#### WHAT THIS TASK INVOLVES:
Copy, exactly and without additions, every line in the records below from the one holding "Target: white sand" through the one holding "Target: thatched beach umbrella", both ends included.

──────── DATA FOR THIS EXERCISE ────────

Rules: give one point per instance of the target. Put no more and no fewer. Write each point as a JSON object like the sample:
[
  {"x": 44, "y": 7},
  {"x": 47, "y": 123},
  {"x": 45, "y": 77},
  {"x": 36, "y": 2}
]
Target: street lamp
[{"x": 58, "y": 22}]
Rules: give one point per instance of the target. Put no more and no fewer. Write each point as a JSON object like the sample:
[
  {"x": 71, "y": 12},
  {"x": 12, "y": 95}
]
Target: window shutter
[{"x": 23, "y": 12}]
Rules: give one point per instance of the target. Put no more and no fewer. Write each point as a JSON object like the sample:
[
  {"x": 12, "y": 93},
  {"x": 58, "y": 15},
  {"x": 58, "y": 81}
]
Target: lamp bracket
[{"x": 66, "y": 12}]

────────
──────── DATA FOR THIS EXERCISE ────────

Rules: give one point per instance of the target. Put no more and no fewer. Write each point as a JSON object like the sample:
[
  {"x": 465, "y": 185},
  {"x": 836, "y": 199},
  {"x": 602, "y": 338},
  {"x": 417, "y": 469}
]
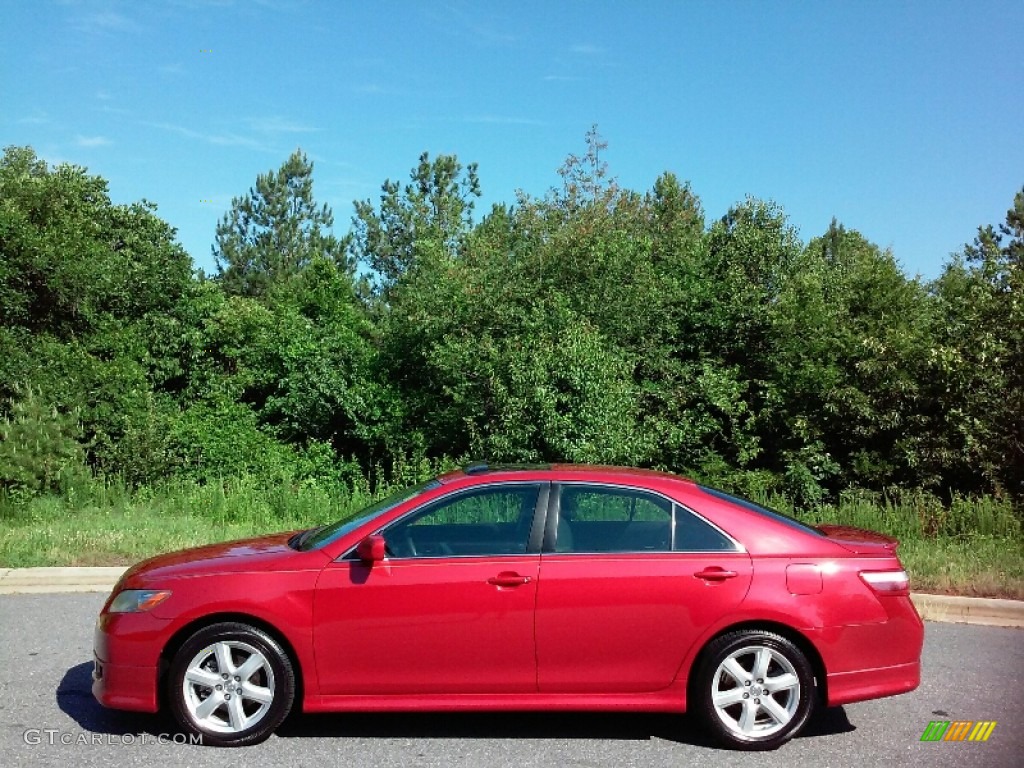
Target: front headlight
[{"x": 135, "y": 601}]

────────
──────── DATA FOR THIS EXERCISE ────────

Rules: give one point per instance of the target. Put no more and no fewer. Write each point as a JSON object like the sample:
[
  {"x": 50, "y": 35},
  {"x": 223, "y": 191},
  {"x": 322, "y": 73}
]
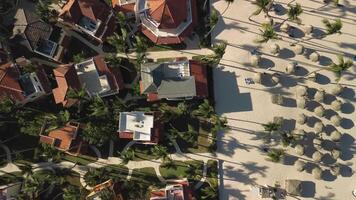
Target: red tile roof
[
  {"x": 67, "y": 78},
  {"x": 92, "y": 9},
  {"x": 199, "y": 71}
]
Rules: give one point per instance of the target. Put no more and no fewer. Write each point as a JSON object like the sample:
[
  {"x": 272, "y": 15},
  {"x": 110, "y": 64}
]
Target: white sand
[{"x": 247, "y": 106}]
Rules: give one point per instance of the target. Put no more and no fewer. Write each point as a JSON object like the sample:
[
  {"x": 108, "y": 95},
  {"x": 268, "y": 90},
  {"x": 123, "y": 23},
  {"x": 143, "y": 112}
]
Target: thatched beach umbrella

────────

#### TASK OUTPUT:
Target: white sand
[{"x": 247, "y": 106}]
Rules: give one point per instance of the target. Put no more and no fewer. Write each point as a JSON object like the sample:
[
  {"x": 108, "y": 95},
  {"x": 268, "y": 90},
  {"x": 123, "y": 23},
  {"x": 143, "y": 112}
]
Target: thatched beach umbrella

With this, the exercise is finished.